Data for this task:

══════════════════════════════

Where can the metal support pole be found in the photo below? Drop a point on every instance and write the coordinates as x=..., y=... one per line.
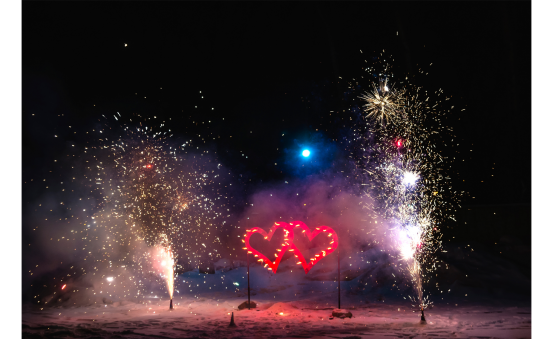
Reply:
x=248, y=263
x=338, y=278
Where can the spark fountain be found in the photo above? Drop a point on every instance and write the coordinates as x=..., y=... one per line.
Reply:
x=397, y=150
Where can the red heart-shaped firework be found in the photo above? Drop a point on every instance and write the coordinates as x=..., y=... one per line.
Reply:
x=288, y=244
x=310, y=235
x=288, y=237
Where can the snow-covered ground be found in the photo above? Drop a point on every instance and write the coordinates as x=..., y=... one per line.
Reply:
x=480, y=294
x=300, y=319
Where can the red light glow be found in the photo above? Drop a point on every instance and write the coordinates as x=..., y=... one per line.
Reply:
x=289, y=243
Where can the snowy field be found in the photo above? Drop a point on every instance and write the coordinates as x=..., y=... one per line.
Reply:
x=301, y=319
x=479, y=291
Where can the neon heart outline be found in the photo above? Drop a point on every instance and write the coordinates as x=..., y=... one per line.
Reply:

══════════════════════════════

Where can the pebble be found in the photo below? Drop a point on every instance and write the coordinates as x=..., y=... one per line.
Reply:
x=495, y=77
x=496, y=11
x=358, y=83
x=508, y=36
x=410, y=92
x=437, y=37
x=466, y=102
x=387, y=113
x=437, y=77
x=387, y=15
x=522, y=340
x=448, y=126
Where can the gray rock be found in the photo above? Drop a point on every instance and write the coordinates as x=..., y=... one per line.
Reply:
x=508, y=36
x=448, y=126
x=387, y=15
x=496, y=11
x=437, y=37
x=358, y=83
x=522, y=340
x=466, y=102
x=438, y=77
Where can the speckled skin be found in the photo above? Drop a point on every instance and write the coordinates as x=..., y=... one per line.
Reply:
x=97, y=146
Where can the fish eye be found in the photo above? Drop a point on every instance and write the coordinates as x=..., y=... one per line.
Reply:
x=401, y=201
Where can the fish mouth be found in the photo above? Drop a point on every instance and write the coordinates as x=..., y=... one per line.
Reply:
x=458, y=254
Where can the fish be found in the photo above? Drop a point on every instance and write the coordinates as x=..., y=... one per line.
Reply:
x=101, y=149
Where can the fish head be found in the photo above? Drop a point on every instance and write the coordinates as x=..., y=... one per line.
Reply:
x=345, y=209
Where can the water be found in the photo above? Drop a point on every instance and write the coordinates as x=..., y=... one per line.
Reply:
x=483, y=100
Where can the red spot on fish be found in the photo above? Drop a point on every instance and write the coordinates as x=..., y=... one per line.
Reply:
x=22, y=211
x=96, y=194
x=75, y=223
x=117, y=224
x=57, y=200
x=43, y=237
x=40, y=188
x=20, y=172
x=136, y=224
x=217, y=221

══════════════════════════════

Exercise details: Update the data from the line containing "Where can the gray" down to the line containing "x=438, y=77": replace "gray rock" with "stone" and leave everything else unchanged.

Problem solution:
Where can the stone be found in the photo above? Drop a point on every instance and write the coordinates as x=..., y=... one per line.
Reply:
x=508, y=36
x=448, y=126
x=387, y=15
x=496, y=11
x=437, y=37
x=358, y=83
x=522, y=340
x=466, y=102
x=438, y=77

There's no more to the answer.